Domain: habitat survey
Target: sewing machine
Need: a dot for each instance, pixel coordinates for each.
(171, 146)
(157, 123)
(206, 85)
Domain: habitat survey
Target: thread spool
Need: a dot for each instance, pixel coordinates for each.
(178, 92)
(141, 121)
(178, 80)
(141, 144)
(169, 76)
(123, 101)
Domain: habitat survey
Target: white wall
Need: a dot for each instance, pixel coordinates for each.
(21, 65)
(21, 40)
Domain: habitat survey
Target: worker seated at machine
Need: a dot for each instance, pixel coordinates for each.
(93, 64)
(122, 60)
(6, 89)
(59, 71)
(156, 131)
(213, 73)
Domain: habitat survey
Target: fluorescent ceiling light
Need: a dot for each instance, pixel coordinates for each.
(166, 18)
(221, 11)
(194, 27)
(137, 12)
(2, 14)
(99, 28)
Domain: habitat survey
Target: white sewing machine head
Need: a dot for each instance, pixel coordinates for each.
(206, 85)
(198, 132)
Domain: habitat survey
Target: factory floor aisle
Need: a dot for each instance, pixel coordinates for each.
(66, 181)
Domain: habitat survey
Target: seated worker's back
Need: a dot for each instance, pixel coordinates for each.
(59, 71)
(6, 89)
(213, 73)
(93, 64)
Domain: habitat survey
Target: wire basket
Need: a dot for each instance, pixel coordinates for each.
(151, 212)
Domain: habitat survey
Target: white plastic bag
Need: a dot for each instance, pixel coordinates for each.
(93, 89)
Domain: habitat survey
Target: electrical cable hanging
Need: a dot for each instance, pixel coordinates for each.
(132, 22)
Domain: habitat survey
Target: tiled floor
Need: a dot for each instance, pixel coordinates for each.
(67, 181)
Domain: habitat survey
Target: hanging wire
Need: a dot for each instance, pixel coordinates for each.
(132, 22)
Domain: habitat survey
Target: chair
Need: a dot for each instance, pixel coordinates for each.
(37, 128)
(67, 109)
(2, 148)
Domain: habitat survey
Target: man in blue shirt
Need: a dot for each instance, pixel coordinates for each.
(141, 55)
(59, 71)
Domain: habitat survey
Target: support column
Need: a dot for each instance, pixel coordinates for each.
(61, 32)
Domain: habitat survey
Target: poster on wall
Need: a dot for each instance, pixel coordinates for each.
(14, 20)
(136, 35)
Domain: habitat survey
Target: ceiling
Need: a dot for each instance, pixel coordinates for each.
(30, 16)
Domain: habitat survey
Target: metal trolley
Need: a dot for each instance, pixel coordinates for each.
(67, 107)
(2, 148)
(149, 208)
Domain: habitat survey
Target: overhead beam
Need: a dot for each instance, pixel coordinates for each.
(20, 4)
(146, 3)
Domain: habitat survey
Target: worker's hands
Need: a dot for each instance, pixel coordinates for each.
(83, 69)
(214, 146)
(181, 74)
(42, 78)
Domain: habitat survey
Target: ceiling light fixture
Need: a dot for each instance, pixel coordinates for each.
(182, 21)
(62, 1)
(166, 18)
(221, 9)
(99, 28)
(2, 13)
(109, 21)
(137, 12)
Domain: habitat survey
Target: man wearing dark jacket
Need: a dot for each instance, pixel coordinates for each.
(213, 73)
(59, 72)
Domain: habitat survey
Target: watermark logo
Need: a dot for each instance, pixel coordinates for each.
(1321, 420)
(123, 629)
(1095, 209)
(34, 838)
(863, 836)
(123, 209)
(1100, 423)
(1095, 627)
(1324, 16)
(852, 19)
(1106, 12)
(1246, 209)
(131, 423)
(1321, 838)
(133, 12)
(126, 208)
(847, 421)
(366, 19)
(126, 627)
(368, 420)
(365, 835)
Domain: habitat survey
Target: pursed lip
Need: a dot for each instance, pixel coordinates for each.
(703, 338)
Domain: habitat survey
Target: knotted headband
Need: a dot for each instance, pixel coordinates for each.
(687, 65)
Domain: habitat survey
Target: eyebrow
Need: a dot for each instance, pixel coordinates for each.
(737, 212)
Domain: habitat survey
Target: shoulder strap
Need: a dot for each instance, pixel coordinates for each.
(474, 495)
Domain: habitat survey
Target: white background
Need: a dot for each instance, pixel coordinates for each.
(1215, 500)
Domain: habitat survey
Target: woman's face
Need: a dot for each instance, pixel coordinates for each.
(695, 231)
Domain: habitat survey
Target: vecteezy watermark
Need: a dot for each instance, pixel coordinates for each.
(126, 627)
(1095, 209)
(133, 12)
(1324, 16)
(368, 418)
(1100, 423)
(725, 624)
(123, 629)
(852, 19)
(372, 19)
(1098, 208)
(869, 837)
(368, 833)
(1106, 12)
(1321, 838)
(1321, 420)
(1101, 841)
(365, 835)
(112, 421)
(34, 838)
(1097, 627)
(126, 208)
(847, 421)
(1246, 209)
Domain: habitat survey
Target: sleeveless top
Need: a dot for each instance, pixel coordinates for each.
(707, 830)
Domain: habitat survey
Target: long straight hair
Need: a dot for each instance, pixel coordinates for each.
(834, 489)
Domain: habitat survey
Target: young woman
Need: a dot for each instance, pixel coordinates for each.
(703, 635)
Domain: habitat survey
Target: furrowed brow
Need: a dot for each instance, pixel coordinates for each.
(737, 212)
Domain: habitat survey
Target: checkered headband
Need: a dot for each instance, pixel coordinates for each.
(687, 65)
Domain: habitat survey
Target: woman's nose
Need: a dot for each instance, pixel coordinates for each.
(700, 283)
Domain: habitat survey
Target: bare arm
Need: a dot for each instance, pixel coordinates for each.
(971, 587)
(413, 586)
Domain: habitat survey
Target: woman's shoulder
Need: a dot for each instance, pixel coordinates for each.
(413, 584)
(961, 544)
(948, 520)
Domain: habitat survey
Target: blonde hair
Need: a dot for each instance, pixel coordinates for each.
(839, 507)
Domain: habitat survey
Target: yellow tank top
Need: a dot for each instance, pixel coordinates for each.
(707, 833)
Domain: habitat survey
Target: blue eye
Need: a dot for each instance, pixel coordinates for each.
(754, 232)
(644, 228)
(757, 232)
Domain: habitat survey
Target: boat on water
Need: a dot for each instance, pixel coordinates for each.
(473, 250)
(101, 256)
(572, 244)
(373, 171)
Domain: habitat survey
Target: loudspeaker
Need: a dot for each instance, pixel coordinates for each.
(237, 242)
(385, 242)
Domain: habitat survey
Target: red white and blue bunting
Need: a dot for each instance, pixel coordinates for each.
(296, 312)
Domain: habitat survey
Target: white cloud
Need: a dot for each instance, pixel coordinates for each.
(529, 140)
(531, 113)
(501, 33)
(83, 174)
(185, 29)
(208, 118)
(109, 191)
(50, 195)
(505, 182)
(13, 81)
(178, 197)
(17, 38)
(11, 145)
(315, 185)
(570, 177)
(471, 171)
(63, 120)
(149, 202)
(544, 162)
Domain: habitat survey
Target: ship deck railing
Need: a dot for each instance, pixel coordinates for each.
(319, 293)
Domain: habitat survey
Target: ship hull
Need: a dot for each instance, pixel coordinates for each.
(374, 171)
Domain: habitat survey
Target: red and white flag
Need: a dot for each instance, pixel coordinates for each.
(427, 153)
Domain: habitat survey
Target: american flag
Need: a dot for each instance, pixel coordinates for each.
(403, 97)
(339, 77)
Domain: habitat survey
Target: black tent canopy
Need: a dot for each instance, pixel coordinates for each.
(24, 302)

******************************

Short problem
Give only the number of lines in these rows that contain the string "light", with case counting.

Written response
2